§ Page extract
====

Notes on Tutorial: 08 May 2018

Contemporaneous notes of a 1-2-1 tutorial: Dr Wendy McMurdo – Tuesday 08 May 2018, 1000 hrs

Researching and comprehensively documenting Sophie Calle’s Chromatic Diet†1 was recommended. The aim of this research is to further evaluate ways of making the final images for the project.

Laia Abril’s Thinspiration was also discussed as a research point to be evidenced in my CRJ (completed). The aim being to evidence research into the work of other contemporary practitioners – evaluating the methods used to photograph food or perceptions of food.

It was agreed that there are two elements to Jo-Ana as a project: images and text.

Experiments with text are journaled in FMP Test Images and FMP Test Images 2.

With regard to the textual element, it was felt that some extracts worked better than others.

Experimenting with text written on a full page taken from, for example, a reporter’s notebook was suggested. It is believed this will make the text extracts appear more diminutive. Additionally, the text extracts, as they currently stand, appear somewhat contrived.

With regard to TI/040518/11a and 11b, it was felt that the reference to the number of calories consumed helped describe the passage of time (i.e. helped introduce the element of time).

====

§ Entries shown
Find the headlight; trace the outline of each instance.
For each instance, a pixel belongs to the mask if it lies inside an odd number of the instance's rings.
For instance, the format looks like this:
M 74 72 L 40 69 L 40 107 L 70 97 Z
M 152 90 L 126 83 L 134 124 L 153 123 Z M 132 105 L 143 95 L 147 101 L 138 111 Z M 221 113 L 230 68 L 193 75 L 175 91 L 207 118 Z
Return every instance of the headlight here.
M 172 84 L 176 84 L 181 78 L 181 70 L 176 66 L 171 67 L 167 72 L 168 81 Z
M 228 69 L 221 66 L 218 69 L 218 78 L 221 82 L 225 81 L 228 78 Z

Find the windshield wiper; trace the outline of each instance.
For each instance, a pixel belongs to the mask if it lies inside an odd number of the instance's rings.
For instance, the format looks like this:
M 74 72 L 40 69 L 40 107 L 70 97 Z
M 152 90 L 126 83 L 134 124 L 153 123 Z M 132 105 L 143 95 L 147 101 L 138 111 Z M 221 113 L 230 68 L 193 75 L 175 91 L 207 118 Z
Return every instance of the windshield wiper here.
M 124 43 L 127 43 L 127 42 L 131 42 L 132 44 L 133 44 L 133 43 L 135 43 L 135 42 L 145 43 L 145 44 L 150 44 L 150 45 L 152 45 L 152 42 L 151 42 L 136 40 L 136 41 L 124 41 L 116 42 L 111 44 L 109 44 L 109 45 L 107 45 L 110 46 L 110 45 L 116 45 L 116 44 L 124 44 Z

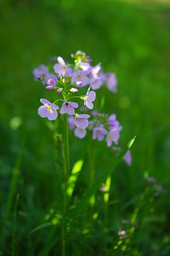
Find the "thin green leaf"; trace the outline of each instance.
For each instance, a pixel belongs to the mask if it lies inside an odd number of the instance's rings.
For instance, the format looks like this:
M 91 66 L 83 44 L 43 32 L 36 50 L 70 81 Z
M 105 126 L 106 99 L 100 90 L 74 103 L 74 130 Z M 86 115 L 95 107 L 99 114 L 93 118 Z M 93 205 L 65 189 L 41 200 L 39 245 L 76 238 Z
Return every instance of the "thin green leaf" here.
M 130 140 L 130 142 L 127 144 L 124 149 L 121 152 L 119 156 L 115 160 L 114 163 L 110 161 L 107 165 L 107 168 L 105 166 L 105 171 L 101 174 L 101 176 L 97 179 L 97 181 L 94 183 L 94 185 L 88 189 L 88 191 L 84 194 L 80 201 L 76 204 L 76 207 L 68 214 L 67 216 L 67 223 L 70 224 L 73 222 L 74 219 L 78 216 L 78 214 L 82 211 L 83 207 L 86 206 L 87 202 L 89 201 L 92 195 L 95 193 L 95 191 L 99 188 L 101 183 L 105 180 L 105 178 L 110 175 L 110 173 L 115 170 L 115 168 L 118 166 L 118 164 L 122 160 L 123 156 L 127 153 L 128 150 L 132 147 L 136 136 Z
M 37 228 L 35 228 L 34 230 L 32 230 L 30 234 L 33 233 L 33 232 L 36 232 L 41 229 L 43 229 L 43 228 L 46 228 L 46 227 L 48 227 L 48 226 L 54 226 L 54 224 L 51 223 L 51 222 L 46 222 L 46 223 L 43 223 L 42 224 L 37 226 Z

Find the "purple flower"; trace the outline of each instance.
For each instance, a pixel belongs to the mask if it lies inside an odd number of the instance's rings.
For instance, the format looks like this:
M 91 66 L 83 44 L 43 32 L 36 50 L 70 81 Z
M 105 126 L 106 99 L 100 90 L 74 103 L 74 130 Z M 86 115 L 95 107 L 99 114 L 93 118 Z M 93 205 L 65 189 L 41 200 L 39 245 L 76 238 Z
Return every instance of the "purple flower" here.
M 90 79 L 90 86 L 92 87 L 93 90 L 97 90 L 99 89 L 102 85 L 102 79 L 100 78 L 92 78 Z
M 33 75 L 35 79 L 40 79 L 42 75 L 48 73 L 48 69 L 45 65 L 40 65 L 38 67 L 34 68 Z
M 54 70 L 56 73 L 58 73 L 60 76 L 69 76 L 71 74 L 71 68 L 68 67 L 61 57 L 58 57 L 58 63 L 54 66 Z
M 69 123 L 69 128 L 71 130 L 73 130 L 75 128 L 75 126 L 76 126 L 76 125 L 75 125 L 75 119 L 74 119 L 73 116 L 70 116 L 68 118 L 68 123 Z
M 78 82 L 78 83 L 82 83 L 82 85 L 87 85 L 89 83 L 89 79 L 87 77 L 86 73 L 84 71 L 82 70 L 78 70 L 72 73 L 71 76 L 71 84 L 73 84 L 74 82 Z
M 106 74 L 106 85 L 107 88 L 112 91 L 116 92 L 116 85 L 117 85 L 117 79 L 116 78 L 116 75 L 113 73 L 108 73 Z
M 130 150 L 127 151 L 127 153 L 125 154 L 124 160 L 128 166 L 131 166 L 132 155 L 131 155 Z
M 57 109 L 59 109 L 59 107 L 46 99 L 40 99 L 40 102 L 43 104 L 43 106 L 41 106 L 38 108 L 38 114 L 42 118 L 48 118 L 48 120 L 56 119 L 58 117 Z
M 86 131 L 86 129 L 76 127 L 74 131 L 74 134 L 76 137 L 77 137 L 79 138 L 83 138 L 83 137 L 85 137 L 85 136 L 87 134 L 87 131 Z
M 67 113 L 70 115 L 75 114 L 75 108 L 78 108 L 78 103 L 71 102 L 65 102 L 62 104 L 60 113 Z
M 79 64 L 79 67 L 84 71 L 84 73 L 86 75 L 90 74 L 93 67 L 90 66 L 90 64 L 88 62 L 81 62 Z
M 58 88 L 56 91 L 61 93 L 62 90 L 63 90 L 62 88 Z
M 48 85 L 45 87 L 45 89 L 48 90 L 54 90 L 54 87 L 53 87 L 53 85 Z
M 89 114 L 77 114 L 75 117 L 75 124 L 77 128 L 82 128 L 85 129 L 88 125 L 88 119 L 89 118 Z
M 54 85 L 55 85 L 56 84 L 57 84 L 56 79 L 49 79 L 47 80 L 47 84 L 48 84 L 48 86 L 54 86 Z
M 115 144 L 118 143 L 118 139 L 120 137 L 120 131 L 121 131 L 122 127 L 119 128 L 113 128 L 107 135 L 106 137 L 106 143 L 107 143 L 107 146 L 110 147 L 112 144 L 112 142 Z
M 103 127 L 95 127 L 93 130 L 93 139 L 97 139 L 101 142 L 104 140 L 105 135 L 107 134 L 107 131 Z
M 122 129 L 122 126 L 120 126 L 119 122 L 116 120 L 116 115 L 115 113 L 110 114 L 107 121 L 109 122 L 110 130 L 112 130 L 113 128 Z
M 96 93 L 94 90 L 90 90 L 90 87 L 88 88 L 86 96 L 84 96 L 84 105 L 89 108 L 94 108 L 94 104 L 92 103 L 95 101 Z
M 77 88 L 71 88 L 70 90 L 71 92 L 75 93 L 75 92 L 78 92 L 78 89 Z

====

§ What you need to do
Transcribe the passage of the tutorial notes above that begins at the words "It was agreed" and stops after "better than others.".

§ Answer space
It was agreed that there are two elements to Jo-Ana as a project: images and text.

Experiments with text are journaled in FMP Test Images and FMP Test Images 2.

With regard to the textual element, it was felt that some extracts worked better than others.